Pointing records:
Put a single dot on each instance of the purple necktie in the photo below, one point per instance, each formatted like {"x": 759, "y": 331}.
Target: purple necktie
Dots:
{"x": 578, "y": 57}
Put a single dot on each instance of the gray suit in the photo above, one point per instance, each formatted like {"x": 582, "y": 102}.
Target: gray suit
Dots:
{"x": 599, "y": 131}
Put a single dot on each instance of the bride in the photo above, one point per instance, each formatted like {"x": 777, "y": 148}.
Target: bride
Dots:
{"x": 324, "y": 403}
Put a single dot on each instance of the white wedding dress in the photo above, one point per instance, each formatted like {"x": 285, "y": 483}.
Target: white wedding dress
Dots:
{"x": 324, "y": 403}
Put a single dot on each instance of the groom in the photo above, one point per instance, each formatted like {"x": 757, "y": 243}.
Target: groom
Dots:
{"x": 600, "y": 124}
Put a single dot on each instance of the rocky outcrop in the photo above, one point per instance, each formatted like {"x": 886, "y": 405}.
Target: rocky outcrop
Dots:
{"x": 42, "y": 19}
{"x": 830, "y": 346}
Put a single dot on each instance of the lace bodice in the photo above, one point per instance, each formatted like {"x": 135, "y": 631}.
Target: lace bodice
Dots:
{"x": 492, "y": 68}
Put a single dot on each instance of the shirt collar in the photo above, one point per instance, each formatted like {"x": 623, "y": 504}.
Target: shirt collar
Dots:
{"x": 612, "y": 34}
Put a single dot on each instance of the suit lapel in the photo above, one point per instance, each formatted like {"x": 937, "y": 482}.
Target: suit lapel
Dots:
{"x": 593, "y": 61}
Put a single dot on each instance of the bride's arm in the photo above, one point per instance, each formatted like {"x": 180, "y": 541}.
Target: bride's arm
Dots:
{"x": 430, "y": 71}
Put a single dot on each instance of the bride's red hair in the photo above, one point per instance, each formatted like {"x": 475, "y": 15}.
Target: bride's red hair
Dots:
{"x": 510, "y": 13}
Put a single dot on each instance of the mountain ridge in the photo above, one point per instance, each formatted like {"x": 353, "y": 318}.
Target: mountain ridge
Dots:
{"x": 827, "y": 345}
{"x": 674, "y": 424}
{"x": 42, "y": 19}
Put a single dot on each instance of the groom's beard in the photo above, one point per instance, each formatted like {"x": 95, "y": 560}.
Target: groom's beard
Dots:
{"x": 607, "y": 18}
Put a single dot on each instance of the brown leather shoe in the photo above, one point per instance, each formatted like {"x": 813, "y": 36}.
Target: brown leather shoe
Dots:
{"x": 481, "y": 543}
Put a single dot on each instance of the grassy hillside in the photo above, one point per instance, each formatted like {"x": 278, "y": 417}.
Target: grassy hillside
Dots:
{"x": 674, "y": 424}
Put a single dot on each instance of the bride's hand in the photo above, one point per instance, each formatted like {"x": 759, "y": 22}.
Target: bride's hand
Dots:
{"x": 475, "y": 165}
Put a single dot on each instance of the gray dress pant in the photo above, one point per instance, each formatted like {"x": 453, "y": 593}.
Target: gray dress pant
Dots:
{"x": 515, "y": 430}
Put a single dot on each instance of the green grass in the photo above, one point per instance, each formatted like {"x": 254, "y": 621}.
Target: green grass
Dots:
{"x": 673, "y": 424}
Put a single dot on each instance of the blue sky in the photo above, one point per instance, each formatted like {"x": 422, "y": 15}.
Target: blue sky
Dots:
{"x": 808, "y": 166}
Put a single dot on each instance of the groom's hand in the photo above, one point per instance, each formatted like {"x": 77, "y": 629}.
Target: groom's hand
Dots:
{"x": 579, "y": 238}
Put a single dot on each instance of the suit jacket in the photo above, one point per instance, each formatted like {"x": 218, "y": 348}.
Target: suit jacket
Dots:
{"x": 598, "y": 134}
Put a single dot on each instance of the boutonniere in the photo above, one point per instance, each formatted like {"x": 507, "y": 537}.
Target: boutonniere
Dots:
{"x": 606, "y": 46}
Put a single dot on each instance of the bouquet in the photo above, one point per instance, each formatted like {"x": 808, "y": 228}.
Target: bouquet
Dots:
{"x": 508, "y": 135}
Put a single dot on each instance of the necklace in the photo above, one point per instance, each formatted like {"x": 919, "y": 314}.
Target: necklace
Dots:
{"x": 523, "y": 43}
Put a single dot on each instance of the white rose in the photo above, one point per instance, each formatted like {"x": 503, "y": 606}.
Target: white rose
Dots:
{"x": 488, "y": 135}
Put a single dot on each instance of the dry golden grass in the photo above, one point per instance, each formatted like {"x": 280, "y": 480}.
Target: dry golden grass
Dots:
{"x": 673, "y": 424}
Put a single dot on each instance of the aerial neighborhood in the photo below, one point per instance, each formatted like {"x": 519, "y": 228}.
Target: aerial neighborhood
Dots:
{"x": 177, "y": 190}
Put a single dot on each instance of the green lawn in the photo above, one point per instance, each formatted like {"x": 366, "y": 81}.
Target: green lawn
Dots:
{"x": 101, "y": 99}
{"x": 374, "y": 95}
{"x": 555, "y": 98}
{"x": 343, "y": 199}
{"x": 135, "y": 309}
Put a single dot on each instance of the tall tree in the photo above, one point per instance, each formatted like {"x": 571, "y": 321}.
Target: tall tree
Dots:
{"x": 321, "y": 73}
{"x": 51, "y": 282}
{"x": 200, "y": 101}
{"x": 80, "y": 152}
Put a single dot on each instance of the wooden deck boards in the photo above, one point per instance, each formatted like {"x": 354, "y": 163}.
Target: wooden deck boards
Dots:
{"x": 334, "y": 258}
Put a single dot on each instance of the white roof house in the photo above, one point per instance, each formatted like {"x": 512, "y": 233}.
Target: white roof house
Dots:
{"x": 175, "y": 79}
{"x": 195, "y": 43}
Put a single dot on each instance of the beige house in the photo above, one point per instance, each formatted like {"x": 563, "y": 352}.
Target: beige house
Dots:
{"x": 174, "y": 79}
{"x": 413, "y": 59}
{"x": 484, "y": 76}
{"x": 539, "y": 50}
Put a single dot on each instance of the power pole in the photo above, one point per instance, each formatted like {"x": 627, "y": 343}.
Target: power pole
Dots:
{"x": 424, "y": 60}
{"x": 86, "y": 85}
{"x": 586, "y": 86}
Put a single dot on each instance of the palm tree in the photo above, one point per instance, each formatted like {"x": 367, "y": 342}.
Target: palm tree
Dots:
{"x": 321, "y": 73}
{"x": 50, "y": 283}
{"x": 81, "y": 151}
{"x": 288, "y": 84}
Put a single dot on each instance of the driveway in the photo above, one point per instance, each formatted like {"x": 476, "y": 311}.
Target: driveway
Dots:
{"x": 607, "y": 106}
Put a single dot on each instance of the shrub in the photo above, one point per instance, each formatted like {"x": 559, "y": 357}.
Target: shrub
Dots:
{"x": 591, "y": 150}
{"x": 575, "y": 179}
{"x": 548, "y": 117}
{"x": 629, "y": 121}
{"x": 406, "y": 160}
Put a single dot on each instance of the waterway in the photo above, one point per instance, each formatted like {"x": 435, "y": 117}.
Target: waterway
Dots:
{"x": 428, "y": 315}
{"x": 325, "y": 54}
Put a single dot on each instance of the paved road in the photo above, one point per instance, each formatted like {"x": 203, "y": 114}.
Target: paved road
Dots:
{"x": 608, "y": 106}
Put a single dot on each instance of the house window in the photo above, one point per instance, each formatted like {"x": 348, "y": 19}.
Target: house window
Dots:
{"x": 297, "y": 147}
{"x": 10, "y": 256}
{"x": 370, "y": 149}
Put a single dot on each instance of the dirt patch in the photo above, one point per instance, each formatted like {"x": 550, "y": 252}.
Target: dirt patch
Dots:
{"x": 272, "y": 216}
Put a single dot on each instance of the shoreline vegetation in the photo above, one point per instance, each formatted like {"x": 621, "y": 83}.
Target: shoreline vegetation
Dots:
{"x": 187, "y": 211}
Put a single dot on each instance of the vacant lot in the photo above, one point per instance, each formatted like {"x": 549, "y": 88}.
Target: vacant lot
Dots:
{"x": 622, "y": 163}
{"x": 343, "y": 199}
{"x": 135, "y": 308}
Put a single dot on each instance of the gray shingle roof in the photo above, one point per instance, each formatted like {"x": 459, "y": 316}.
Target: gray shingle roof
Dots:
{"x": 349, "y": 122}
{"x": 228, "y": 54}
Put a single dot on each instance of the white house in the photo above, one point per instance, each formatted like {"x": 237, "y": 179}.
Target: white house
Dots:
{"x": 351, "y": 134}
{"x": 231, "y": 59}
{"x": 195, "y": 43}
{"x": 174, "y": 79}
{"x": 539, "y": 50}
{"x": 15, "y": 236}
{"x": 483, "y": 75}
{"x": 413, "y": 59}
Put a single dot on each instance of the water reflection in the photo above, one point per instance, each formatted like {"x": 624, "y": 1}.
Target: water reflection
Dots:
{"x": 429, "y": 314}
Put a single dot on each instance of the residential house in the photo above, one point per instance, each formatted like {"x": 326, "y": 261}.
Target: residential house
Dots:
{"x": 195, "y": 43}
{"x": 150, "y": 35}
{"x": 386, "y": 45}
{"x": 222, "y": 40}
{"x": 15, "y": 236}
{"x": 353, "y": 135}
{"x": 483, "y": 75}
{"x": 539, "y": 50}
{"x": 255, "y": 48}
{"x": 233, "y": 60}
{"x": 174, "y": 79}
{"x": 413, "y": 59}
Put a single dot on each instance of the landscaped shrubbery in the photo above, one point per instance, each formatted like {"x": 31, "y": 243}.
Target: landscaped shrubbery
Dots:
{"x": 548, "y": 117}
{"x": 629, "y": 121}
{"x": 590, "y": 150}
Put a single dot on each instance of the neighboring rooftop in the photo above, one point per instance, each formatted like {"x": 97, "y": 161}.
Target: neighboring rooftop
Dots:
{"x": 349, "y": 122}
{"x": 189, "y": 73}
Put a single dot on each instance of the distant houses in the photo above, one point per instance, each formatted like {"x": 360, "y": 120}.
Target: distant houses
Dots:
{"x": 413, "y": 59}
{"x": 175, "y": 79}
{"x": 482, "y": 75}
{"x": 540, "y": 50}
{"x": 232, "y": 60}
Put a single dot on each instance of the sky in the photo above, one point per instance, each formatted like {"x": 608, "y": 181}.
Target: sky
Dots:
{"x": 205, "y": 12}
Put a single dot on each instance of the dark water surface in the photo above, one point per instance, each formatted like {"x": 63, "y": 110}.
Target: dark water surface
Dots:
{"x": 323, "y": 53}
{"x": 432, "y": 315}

• **Exercise instructions**
Your task is to extract the lines running from the one with "Put a single dot on each instance of the landscaped" to the end of the material, inclusive, copying each exactly and adding nothing.

• **Output of the task**
Put a single dot on each instance of the landscaped shrubbery in the photo above, one point per instance, each formatted like {"x": 31, "y": 243}.
Target: landscaped shrubbery
Dots:
{"x": 548, "y": 117}
{"x": 629, "y": 121}
{"x": 590, "y": 150}
Put a single dot on each instance of the neighboring rooftop in the photo above, one point per instance, each formatted like {"x": 97, "y": 161}.
Target: neighboring rooftop
Dots:
{"x": 349, "y": 122}
{"x": 189, "y": 73}
Put a single dot on each instance of the distant houses in the photo above, one point per instance, each formatted like {"x": 360, "y": 120}.
Target: distant houses
Dots:
{"x": 413, "y": 59}
{"x": 175, "y": 79}
{"x": 482, "y": 75}
{"x": 540, "y": 50}
{"x": 232, "y": 60}
Put a single dot on each instance of the sky in the photo above, one point per instance, each formatted like {"x": 608, "y": 181}.
Target: sky
Dots:
{"x": 205, "y": 12}
Put a single dot on each instance of the dark water surface in the photo above, one point per instance, each formatted like {"x": 63, "y": 110}.
Target: dark water surface
Dots:
{"x": 323, "y": 53}
{"x": 432, "y": 315}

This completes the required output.